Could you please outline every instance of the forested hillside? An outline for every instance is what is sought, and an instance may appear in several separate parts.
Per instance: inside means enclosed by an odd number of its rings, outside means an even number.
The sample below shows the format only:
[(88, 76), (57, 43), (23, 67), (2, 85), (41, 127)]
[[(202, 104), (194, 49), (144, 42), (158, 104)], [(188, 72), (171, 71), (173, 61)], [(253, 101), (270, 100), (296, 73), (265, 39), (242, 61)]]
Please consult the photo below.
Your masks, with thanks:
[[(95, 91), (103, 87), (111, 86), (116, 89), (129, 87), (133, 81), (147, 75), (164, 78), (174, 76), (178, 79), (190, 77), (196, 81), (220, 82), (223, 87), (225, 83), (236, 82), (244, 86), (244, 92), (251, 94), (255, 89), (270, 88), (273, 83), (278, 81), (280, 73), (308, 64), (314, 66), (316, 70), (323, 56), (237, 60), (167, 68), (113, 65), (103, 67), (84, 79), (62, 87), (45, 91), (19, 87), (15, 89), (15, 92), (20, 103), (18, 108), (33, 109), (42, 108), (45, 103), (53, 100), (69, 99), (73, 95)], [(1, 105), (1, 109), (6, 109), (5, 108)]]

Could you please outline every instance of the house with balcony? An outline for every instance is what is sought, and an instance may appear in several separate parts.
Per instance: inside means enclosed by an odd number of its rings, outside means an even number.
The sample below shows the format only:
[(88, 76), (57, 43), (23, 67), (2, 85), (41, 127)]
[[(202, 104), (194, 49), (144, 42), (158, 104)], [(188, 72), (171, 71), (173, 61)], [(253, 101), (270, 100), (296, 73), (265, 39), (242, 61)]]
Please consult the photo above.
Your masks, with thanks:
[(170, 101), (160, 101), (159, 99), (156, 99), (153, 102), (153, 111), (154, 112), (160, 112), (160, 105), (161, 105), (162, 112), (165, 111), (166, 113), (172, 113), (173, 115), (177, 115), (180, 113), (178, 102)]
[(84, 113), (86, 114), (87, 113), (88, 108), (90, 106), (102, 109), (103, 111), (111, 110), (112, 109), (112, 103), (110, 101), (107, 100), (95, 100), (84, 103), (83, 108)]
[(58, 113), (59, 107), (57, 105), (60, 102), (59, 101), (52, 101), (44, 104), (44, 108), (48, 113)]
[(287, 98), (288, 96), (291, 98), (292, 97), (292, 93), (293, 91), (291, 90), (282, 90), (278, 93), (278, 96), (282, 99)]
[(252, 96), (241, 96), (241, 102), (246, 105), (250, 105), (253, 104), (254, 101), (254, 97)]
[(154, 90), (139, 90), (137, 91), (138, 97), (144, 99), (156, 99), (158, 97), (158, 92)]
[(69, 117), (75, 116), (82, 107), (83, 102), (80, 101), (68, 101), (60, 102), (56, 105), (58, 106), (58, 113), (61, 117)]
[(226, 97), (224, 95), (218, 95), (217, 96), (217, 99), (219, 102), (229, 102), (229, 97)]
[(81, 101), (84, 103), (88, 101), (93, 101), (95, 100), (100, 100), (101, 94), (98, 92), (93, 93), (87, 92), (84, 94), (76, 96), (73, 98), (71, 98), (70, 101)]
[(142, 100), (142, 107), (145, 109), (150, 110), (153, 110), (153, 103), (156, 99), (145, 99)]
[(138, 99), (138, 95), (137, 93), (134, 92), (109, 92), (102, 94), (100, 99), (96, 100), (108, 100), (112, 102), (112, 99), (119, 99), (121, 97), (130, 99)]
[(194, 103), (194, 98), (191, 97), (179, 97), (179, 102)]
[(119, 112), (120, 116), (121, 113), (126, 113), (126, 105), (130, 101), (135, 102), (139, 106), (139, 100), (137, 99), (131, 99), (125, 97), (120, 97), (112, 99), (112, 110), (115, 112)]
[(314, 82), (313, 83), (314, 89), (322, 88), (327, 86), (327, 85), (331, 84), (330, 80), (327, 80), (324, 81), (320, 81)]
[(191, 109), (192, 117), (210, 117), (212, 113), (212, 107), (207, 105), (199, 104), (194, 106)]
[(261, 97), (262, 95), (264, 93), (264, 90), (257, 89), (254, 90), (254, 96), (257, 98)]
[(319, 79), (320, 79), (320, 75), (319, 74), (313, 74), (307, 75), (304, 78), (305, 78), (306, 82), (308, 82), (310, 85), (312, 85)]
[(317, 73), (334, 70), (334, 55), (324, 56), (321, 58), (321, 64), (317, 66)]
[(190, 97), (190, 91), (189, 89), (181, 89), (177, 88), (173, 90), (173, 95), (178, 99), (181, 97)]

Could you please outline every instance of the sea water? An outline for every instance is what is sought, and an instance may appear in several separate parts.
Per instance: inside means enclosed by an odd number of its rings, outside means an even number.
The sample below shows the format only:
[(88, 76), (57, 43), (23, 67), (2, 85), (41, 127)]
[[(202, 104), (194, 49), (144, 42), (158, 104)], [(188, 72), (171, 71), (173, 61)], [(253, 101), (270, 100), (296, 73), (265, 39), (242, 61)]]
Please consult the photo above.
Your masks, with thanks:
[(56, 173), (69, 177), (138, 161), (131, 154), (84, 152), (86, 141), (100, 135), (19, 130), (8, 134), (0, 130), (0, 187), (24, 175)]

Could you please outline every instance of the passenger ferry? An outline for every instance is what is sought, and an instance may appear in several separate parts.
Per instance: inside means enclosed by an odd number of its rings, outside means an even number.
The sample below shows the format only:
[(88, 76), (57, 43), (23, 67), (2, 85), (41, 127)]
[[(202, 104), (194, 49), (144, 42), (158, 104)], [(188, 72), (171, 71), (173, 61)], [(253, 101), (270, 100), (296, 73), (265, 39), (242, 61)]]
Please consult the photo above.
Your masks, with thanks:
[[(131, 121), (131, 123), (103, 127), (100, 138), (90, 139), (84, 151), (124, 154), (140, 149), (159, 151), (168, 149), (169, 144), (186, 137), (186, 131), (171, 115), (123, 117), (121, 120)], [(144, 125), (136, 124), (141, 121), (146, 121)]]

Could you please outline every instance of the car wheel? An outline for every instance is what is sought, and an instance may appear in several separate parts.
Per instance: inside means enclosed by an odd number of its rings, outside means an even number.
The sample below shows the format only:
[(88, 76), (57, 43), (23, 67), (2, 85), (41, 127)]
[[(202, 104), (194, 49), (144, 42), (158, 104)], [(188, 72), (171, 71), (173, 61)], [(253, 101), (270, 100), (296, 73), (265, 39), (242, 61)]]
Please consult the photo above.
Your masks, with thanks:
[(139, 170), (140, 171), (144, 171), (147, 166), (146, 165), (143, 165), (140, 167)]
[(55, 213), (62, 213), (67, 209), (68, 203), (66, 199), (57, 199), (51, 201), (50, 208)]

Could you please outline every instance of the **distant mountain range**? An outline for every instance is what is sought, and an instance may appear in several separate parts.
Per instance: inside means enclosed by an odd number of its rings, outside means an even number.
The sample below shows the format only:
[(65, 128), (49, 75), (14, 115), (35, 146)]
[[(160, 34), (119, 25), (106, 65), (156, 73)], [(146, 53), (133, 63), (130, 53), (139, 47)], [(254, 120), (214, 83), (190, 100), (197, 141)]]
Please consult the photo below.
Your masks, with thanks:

◆ ◆ ◆ ◆

**EXERCISE DETAILS:** Print nothing but the lines from the line with "Could you please outline every instance of the passenger" to the last line of the records above. Both of those lines count.

**EXPECTED OUTPUT:**
Could you please outline every instance of the passenger ferry? An outline for every instance is what is sought, and an instance may appear in several separate parts.
Per instance: inside means enclosed by an odd number of its rings, outside means an even number.
The sample below shows the format only:
[(88, 76), (57, 43), (23, 67), (2, 85), (41, 127)]
[[(202, 104), (194, 49), (144, 42), (158, 104)], [(188, 72), (171, 71), (173, 61)], [(253, 101), (270, 100), (296, 73), (265, 39), (242, 61)]]
Please consult the photo above.
Your masks, with thanks:
[[(131, 121), (131, 123), (103, 127), (100, 138), (90, 139), (84, 151), (124, 154), (140, 149), (159, 151), (168, 149), (169, 144), (186, 137), (186, 131), (171, 115), (123, 117), (121, 120)], [(144, 125), (136, 124), (141, 121), (146, 121)]]

Could you please outline every instance of the car wheel? An outline for every instance is what is sought, and an instance may appear in several separate parts.
Per instance: inside means enclosed by an odd number of its rings, outside means an even number.
The sample below shows the format only:
[(88, 76), (57, 43), (23, 67), (2, 85), (41, 127)]
[[(202, 104), (194, 49), (144, 42), (158, 104)], [(188, 72), (171, 71), (173, 61)], [(253, 101), (270, 100), (296, 73), (265, 39), (242, 61)]]
Please consult the photo above.
Your masks, with thanks:
[(139, 170), (140, 171), (144, 171), (147, 166), (146, 165), (143, 165), (140, 167)]
[(55, 213), (62, 213), (67, 209), (68, 203), (66, 199), (57, 199), (51, 201), (50, 208)]

Could you please outline every instance of the **distant mountain range**? An outline for every instance is what is sought, and an instance may appear in several separate parts.
Per instance: inside means enclosed by an odd number of its rings, outside means an even number.
The sample below shows the format only:
[(65, 128), (49, 75), (14, 115), (35, 146)]
[[(160, 34), (119, 25), (106, 65), (156, 73)], [(146, 53), (133, 63), (130, 53), (139, 47)], [(254, 120), (214, 83), (190, 100), (197, 141)]]
Please consult the photo below.
Your masks, with thanks:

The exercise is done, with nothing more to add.